= What the task requires =
Pull out each line of the material below that contains the string "background", and copy those lines unchanged. Uppercase and lowercase letters must match.

= Task material =
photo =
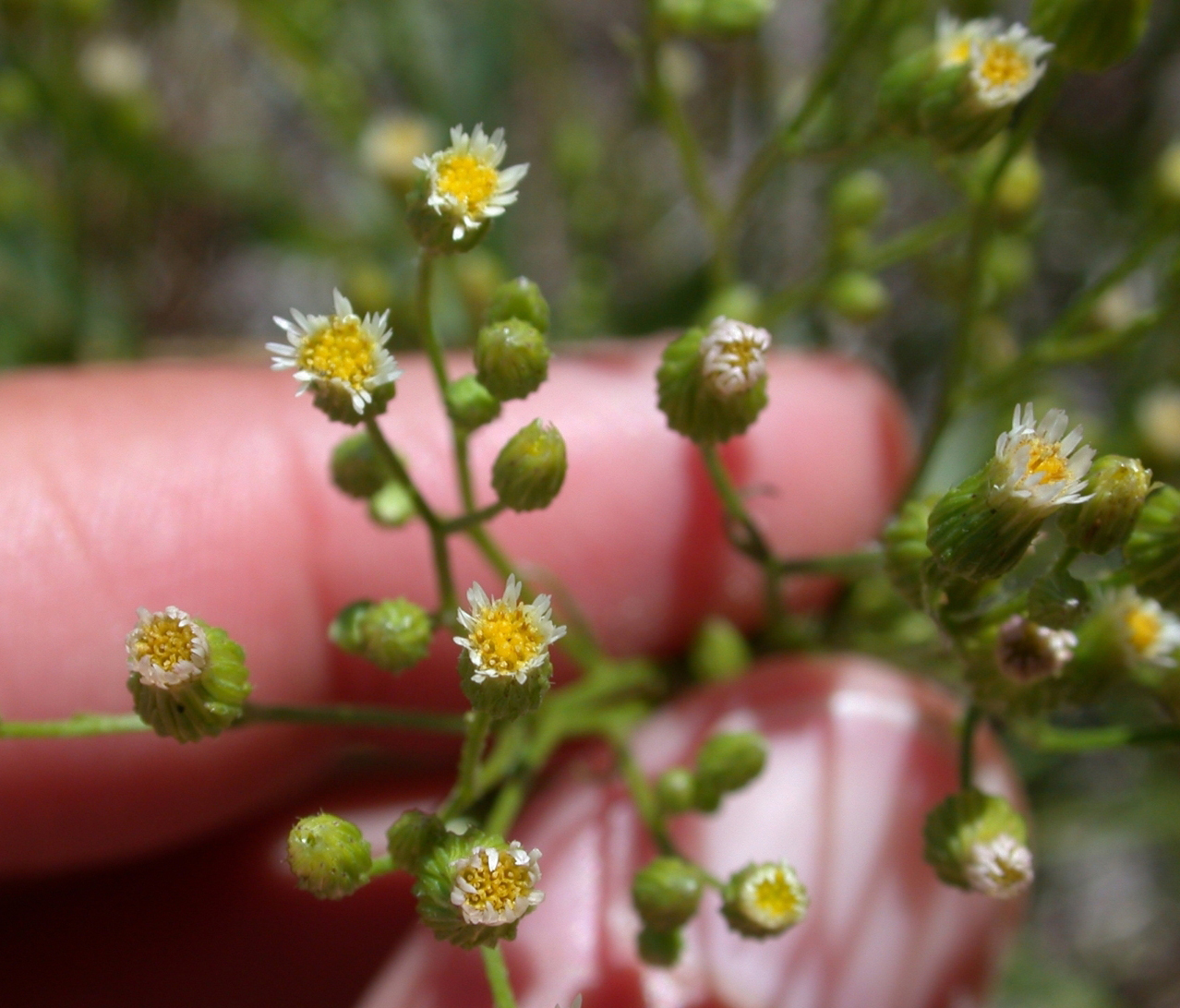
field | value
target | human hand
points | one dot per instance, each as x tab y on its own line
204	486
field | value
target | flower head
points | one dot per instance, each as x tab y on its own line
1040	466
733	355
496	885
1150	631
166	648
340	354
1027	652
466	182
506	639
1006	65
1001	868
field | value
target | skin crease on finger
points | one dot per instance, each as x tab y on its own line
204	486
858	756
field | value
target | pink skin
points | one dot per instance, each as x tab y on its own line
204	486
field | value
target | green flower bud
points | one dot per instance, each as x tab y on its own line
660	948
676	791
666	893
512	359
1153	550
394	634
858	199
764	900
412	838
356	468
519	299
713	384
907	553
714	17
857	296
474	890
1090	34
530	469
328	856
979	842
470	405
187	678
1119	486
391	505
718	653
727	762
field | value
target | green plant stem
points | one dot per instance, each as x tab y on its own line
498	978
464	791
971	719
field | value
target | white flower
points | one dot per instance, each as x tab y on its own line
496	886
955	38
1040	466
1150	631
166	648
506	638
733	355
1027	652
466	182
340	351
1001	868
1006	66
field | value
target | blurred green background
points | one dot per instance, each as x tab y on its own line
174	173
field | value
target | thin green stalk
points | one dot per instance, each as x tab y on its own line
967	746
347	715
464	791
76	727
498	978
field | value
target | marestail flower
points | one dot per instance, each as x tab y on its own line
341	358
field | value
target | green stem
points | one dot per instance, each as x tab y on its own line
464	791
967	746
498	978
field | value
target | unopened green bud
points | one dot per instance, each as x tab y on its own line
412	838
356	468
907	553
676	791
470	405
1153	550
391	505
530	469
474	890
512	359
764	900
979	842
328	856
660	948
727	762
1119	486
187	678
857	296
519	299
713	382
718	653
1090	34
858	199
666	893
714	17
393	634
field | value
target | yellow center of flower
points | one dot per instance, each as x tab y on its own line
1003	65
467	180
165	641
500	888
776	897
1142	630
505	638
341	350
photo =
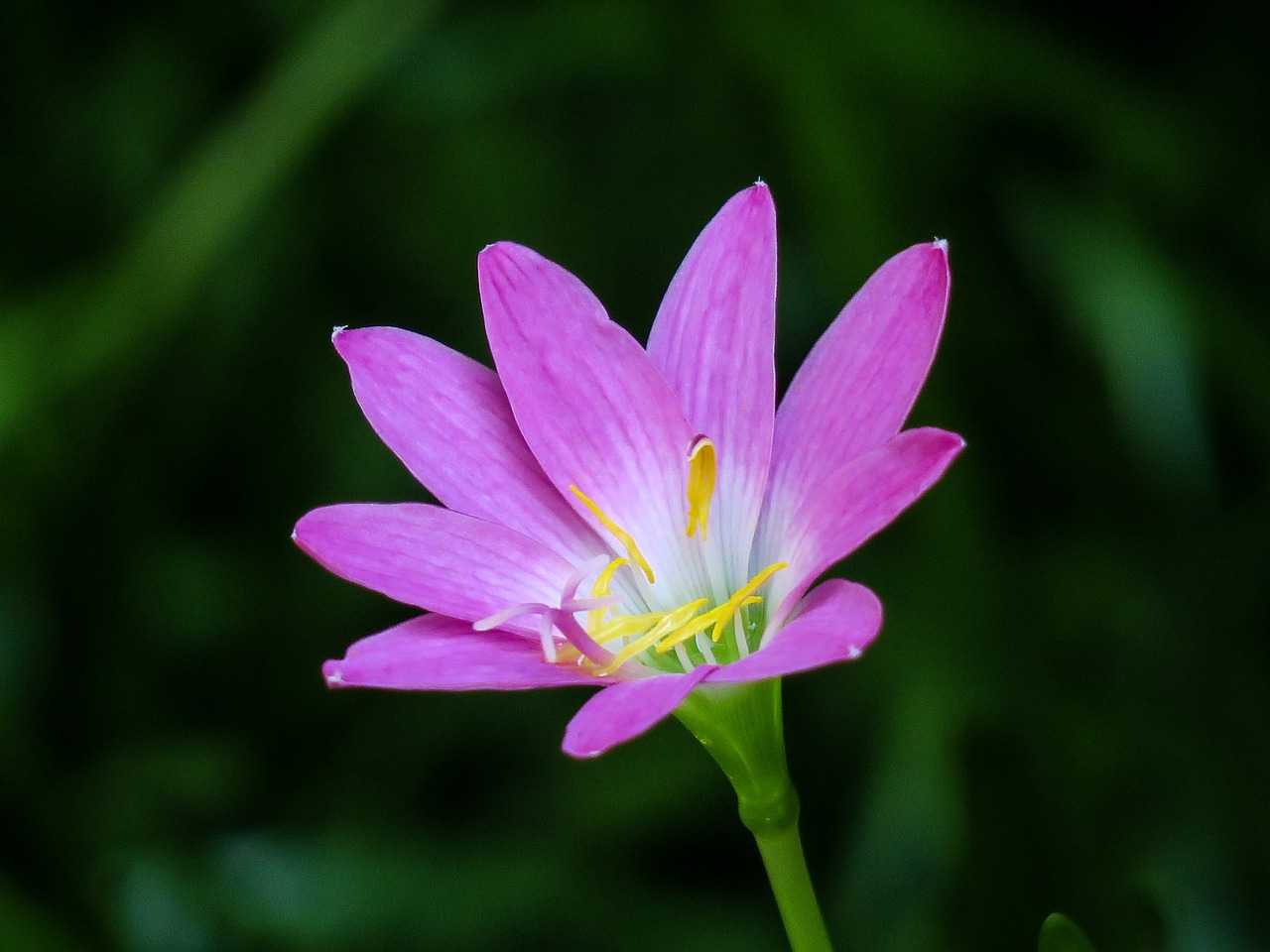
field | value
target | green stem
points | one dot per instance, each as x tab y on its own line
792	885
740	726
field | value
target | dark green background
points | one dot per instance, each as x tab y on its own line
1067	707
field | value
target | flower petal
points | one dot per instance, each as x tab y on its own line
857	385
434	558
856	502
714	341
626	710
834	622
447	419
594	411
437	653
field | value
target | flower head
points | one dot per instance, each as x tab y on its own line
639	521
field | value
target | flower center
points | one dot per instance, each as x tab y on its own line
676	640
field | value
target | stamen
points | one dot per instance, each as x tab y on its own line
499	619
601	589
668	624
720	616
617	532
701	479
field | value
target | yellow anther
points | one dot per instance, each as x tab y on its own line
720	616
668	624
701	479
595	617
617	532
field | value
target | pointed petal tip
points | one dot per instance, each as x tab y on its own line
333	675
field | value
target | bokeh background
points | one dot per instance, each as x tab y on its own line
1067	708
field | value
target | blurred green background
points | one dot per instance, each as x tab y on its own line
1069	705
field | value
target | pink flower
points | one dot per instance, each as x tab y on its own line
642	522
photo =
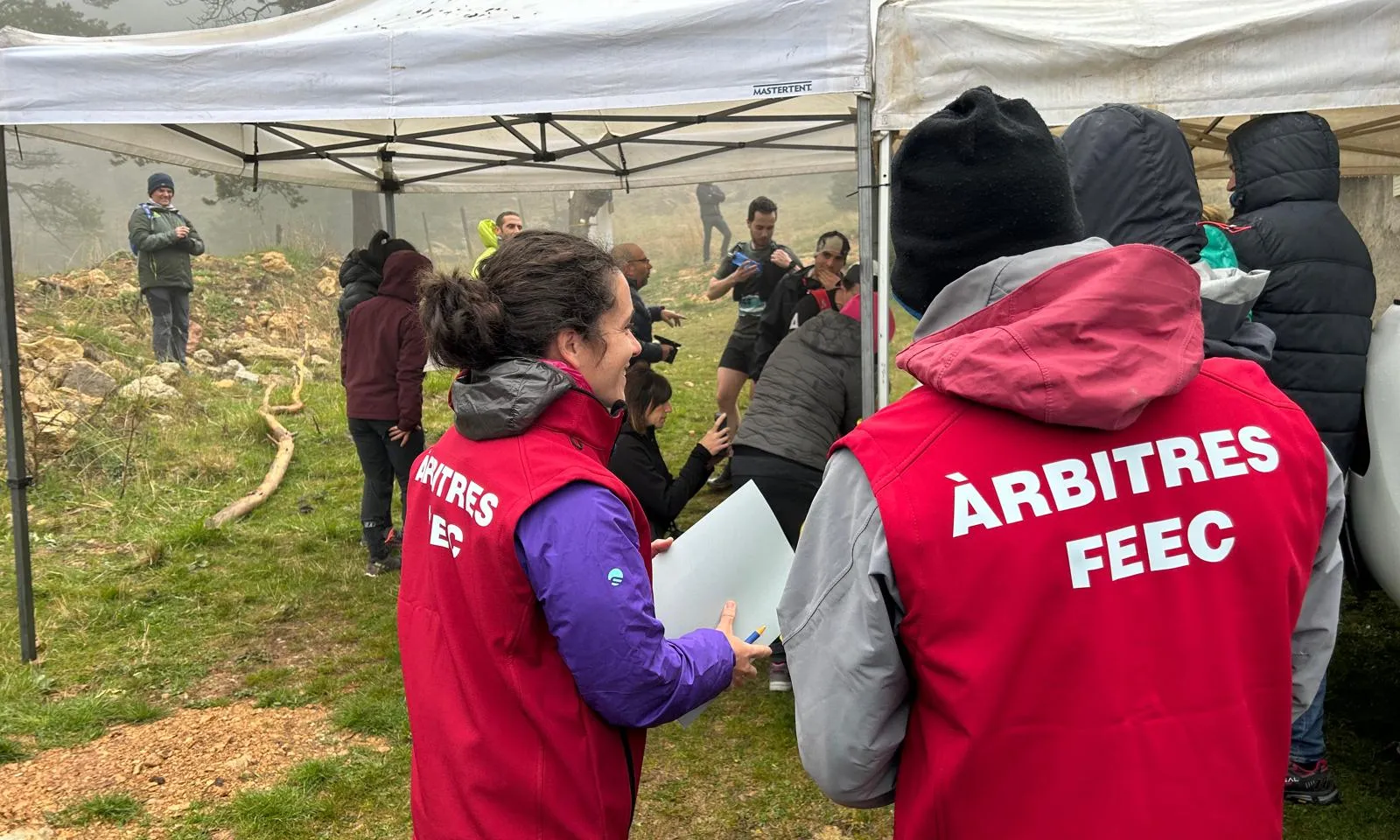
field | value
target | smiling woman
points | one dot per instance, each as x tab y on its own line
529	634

...

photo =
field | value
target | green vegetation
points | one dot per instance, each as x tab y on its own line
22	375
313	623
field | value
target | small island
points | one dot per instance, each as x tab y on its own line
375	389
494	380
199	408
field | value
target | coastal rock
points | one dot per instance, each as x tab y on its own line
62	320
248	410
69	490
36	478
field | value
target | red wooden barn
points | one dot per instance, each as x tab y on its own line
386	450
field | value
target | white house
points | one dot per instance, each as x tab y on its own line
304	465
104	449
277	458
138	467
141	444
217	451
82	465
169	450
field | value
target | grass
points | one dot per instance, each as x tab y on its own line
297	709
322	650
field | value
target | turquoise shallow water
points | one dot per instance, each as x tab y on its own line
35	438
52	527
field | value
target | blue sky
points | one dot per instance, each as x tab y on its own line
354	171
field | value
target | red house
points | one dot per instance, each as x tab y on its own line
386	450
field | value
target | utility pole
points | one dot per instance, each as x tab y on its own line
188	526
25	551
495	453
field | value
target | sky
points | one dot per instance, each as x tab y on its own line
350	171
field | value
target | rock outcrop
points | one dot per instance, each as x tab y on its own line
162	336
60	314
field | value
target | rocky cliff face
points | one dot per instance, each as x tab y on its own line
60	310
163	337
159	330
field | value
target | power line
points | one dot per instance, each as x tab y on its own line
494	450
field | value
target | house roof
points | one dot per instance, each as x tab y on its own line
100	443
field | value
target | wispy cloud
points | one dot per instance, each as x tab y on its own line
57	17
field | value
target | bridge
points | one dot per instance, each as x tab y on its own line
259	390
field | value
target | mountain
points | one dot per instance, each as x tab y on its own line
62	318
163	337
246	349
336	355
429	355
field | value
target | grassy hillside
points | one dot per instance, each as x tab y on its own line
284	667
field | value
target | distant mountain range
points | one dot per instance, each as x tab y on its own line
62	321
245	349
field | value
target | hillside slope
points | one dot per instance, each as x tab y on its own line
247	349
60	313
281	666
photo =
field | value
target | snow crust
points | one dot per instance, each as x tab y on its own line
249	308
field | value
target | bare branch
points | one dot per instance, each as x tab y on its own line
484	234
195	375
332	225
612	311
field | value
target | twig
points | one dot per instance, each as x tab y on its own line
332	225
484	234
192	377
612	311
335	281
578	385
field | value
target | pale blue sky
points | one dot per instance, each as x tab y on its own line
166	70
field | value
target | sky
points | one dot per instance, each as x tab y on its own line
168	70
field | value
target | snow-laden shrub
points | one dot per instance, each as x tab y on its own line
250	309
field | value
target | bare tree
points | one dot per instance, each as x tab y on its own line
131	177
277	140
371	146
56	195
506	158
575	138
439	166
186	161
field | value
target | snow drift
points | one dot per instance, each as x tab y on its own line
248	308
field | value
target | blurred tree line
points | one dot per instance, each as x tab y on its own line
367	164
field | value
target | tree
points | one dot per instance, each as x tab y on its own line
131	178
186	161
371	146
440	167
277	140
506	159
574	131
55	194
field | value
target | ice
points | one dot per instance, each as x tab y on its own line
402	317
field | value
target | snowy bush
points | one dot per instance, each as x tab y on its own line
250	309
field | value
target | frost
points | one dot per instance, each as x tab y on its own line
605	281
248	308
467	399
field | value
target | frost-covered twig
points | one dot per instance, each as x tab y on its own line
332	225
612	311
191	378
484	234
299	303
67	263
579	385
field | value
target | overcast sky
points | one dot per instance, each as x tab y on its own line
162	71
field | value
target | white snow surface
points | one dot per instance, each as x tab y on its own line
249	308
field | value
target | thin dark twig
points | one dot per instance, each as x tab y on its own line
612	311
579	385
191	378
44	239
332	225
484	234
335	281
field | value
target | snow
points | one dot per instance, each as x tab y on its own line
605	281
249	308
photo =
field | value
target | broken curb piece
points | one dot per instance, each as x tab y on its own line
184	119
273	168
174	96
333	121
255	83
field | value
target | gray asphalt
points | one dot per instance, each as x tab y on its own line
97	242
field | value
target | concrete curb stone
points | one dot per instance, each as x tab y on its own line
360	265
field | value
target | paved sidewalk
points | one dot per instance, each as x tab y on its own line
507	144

= Output below =
target | blurred green background
target | dark green background
target | bokeh background
target | blurred green background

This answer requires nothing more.